> Texto aportado

^^^^^^^^^^^^^^^^

En el ámbito económico las palabras de González harían correr hoy ríos de tinta en los ámbitos empresariales y financieros. Decía en el 82: "El paro es un castigo moral inmerecido, además del castigo material que impone la penuria a quienes lo sufren. Y el hecho de que sea una plaga prácticamente mundial, agravada en España en comparación con los países desarrollados, no nos dispensa de combatirlo tenazmente. En esa lucha prioritaria emplearemos todos nuestros instrumentos disponibles, todos los esfuerzos, desde la inversión creadora de empleo hasta la modificación y reducción de los horarios; desde los reajustes de técnicas y de sectores hasta apoyos públicos a contratos para los sectores que encuentran más dificultad para acceder a un empleo; desde la ayuda a la readaptación de los trabajadores a nuevas tareas, hasta la aplicación de estos medios en el campo de la empresa privada como en el sector público (...)".

Y seguía: "No perderemos la menor oportunidad para crear trabajo. Cuando sea inevitable sectorial o temporalmente el paro, pondremos en juego la solidaridad de todos para no colocar en una situación de desamparo y de miseria insostenible a quienes se vean reducidos a él, de la misma manera que combatiremos el fraude laboral con todas sus formas de picaresca que degradan a quienes se ven implicados en ellas, ya sean trabajadores o empresarios. Esa picaresca, como el fraude fiscal, la evasión de capitales y otras formas de delitos relacionados con la actividad económica, serán perseguidos con el rigor a que obliga la ley y con la dureza que merecen las actitudes punibles de egoísmo insolidario. Las acciones que se requieren no pueden ser obra solamente del Gobierno, sino que exigen un cambio en la actitud de toda la colectividad. Nadie piense tampoco que el paro va a reducirse entregando la tarea de solucionarlo solamente a los mecanismos automáticos del mercado. Estos automatismos nos llevarían más bien a un enorme aumento de la desigualdad social, a la descomposición social de un egoísta sálvese quien pueda". Ante tales reflexiones, casi nadie dudaba en aquel momento de la capacidad de la política para hacer posibles y reales los cambios planteados. Hoy no faltarían quienes hablarían de "intervencionismo" e "inaceptable injerencia" de lo público en los negocios privados.

^^^^^^^^^^^^^^^^

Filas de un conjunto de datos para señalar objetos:
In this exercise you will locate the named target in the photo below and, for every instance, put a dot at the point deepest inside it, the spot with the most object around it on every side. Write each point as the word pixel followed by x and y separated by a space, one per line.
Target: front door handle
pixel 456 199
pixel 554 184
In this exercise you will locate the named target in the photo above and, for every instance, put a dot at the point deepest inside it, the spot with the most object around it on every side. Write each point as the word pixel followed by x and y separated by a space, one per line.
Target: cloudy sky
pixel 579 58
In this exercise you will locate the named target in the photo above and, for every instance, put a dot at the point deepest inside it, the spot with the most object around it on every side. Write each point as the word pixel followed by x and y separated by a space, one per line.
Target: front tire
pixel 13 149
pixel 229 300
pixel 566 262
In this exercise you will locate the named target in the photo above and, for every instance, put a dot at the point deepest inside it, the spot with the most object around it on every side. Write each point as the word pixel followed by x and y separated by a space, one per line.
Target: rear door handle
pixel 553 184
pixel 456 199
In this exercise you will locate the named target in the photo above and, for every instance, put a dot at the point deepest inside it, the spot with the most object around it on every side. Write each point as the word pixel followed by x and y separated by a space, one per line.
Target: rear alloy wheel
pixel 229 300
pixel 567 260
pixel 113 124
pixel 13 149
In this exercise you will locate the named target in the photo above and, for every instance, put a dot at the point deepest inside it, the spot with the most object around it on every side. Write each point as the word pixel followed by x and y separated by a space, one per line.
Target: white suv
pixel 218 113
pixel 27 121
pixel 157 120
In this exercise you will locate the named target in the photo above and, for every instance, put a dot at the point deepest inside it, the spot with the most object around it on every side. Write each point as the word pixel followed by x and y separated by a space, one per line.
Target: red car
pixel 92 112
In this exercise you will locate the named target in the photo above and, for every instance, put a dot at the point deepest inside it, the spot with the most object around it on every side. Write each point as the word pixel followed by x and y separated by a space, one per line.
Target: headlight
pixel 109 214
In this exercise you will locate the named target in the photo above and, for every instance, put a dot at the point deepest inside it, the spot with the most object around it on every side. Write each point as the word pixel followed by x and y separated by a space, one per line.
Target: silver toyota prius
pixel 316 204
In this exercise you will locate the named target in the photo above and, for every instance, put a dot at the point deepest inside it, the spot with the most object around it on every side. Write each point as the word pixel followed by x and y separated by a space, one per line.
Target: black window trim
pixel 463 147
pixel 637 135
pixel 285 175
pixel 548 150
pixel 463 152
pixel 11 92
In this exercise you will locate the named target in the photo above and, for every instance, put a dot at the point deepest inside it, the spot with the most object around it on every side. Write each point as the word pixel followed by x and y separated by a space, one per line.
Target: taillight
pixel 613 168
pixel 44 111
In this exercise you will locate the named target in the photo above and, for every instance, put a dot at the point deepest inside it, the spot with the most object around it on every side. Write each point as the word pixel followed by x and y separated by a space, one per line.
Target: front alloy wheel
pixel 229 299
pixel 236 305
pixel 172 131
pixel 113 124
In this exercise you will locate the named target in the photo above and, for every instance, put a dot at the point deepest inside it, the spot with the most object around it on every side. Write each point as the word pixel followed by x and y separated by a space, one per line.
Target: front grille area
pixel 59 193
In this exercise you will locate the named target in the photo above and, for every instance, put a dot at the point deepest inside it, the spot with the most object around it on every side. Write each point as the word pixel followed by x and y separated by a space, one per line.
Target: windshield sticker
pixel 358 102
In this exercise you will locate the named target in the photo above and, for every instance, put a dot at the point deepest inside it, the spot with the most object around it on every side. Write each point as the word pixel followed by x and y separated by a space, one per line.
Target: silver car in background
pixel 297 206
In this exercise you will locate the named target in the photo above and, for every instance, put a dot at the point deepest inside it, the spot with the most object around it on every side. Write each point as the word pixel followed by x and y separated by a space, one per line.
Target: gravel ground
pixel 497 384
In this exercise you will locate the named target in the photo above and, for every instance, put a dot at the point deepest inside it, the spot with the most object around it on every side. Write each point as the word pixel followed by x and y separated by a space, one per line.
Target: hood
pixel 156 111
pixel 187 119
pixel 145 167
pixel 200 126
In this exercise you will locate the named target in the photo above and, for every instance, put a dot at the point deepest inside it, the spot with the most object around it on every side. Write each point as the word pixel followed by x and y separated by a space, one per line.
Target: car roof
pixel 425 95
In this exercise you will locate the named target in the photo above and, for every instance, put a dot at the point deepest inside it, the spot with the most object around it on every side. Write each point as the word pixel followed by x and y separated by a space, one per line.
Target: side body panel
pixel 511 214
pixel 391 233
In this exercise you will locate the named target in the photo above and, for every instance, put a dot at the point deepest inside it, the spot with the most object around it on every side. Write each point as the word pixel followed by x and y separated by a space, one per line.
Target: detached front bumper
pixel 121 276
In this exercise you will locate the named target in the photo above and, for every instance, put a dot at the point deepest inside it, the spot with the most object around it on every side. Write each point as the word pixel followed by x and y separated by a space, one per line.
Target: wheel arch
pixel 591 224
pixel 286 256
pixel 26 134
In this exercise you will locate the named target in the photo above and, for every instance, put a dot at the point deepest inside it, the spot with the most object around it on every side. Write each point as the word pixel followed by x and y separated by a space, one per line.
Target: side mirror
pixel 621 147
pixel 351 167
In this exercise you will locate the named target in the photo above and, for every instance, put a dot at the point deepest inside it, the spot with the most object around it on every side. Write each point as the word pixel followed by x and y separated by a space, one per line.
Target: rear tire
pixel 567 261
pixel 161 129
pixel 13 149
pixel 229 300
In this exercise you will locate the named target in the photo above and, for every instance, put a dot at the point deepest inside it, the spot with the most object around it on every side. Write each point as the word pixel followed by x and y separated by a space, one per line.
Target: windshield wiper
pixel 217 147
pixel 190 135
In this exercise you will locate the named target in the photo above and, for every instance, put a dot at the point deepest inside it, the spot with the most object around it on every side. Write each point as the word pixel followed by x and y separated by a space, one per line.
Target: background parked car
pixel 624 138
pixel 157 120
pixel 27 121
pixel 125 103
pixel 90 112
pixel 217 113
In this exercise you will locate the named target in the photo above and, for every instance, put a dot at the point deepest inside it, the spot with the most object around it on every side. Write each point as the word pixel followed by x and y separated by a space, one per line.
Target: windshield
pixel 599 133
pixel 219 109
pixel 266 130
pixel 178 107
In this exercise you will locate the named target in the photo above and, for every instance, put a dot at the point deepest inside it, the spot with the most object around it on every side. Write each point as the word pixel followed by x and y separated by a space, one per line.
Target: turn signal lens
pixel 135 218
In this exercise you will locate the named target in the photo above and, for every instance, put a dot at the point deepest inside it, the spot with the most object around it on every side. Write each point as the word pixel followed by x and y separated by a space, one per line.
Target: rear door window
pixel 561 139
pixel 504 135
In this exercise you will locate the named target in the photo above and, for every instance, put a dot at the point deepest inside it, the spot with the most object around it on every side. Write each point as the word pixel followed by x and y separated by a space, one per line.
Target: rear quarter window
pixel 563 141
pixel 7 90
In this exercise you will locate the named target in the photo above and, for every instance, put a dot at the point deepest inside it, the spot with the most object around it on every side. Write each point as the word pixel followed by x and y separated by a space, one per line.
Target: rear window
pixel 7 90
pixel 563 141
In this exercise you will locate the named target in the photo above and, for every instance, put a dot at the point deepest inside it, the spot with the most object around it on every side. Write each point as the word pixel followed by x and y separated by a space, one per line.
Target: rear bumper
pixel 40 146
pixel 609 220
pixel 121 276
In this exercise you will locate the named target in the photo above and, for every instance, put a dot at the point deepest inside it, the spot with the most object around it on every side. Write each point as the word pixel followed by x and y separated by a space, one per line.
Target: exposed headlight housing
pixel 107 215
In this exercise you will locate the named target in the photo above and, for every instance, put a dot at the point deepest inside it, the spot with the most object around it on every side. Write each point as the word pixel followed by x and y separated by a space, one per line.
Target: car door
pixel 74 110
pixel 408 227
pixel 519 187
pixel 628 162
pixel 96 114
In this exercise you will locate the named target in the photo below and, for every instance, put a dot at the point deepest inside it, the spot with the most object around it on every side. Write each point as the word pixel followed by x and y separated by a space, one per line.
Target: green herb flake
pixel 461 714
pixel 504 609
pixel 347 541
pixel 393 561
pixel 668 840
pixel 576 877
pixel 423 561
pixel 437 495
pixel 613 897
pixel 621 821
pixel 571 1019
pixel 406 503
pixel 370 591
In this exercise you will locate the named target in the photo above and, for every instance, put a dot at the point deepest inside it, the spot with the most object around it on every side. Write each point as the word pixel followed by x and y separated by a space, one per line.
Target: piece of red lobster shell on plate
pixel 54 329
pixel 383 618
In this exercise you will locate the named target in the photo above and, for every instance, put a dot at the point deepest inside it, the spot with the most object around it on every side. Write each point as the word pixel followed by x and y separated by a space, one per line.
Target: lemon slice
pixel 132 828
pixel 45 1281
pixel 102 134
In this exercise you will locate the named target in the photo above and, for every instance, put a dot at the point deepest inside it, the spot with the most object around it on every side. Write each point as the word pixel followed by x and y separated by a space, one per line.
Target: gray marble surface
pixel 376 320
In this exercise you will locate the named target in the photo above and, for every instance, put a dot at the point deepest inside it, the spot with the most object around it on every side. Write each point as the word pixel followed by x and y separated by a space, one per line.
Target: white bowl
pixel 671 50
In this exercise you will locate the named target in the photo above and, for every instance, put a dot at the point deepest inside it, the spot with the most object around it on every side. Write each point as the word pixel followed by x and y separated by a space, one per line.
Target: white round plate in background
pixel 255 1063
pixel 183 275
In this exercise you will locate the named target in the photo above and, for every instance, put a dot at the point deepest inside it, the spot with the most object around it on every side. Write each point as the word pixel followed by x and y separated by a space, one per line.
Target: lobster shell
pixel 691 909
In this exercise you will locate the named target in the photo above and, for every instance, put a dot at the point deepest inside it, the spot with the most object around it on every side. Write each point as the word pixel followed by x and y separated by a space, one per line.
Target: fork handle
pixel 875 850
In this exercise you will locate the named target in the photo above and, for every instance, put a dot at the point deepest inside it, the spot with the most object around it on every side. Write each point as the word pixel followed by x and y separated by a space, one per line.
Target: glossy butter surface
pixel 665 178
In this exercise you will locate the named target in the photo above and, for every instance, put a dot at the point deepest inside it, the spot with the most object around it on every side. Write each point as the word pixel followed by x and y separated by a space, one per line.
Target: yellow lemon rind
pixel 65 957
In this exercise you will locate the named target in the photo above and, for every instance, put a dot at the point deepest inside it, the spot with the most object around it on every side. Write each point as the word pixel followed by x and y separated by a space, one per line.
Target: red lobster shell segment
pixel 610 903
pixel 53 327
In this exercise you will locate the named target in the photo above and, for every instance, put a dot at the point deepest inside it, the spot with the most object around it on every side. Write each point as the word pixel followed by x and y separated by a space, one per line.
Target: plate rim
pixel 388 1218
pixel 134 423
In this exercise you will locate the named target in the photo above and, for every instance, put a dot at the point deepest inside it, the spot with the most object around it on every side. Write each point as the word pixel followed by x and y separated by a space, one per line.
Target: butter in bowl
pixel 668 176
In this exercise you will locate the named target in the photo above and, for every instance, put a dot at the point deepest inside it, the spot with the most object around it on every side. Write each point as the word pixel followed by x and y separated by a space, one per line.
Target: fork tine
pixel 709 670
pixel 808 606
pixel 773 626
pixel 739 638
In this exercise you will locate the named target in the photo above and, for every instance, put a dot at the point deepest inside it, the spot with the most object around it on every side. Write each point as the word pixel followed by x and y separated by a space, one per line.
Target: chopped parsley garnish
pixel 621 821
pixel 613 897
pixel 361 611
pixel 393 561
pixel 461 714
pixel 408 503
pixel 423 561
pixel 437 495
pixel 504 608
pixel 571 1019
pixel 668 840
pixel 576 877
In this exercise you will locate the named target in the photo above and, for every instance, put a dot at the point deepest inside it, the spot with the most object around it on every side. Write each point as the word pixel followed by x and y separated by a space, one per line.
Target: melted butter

^^^^^^^^^^^^^^^^

> Qué hacer
1. Transcribe las filas desde la primera hasta la línea que contiene "pixel 566 262", ambas incluidas.
2. Prosigue el texto sobre las palabras de González acerca del paro a partir del punto en que se detiene.
El texto y las filas proceden de fuentes distintas.

> Respuestas esperadas
1.
In this exercise you will locate the named target in the photo below and, for every instance, put a dot at the point deepest inside it, the spot with the most object around it on every side. Write each point as the word pixel followed by x and y separated by a space, one per line.
Target: front door handle
pixel 456 199
pixel 554 184
In this exercise you will locate the named target in the photo above and, for every instance, put a dot at the point deepest inside it, the spot with the most object around it on every side. Write each point as the word pixel followed by x and y separated by a space, one per line.
Target: cloudy sky
pixel 579 58
In this exercise you will locate the named target in the photo above and, for every instance, put a dot at the point deepest inside it, the spot with the most object around it on every side. Write each point as the word pixel followed by x and y separated by a space, one per line.
Target: front tire
pixel 13 149
pixel 229 300
pixel 566 262

2.
Algo similar ocurre en relación a la función dada a la Administración Pública. Sigamos escuchando a Felipe González: "Cabe anticipar que la perspectiva con que contemplamos el gasto público hará de este cambio una de las armas más eficaces para combatir la injusticia, al tiempo que promoverá el progreso económico. No debe interpretarse esta última afirmación como una orientación intervencionista que menosprecie la iniciativa privada o exagere la confianza en las potencialidades del sector público. Concebimos el sector público mucho más que como un estímulo para el conjunto que como un elemento suplantador de las iniciativas sociales, además de cómo un procedimiento de asignación de recursos de la máxima importancia por sus funciones redistribuidoras, indispensables para corregir las desigualdades que subsisten en nuestro país".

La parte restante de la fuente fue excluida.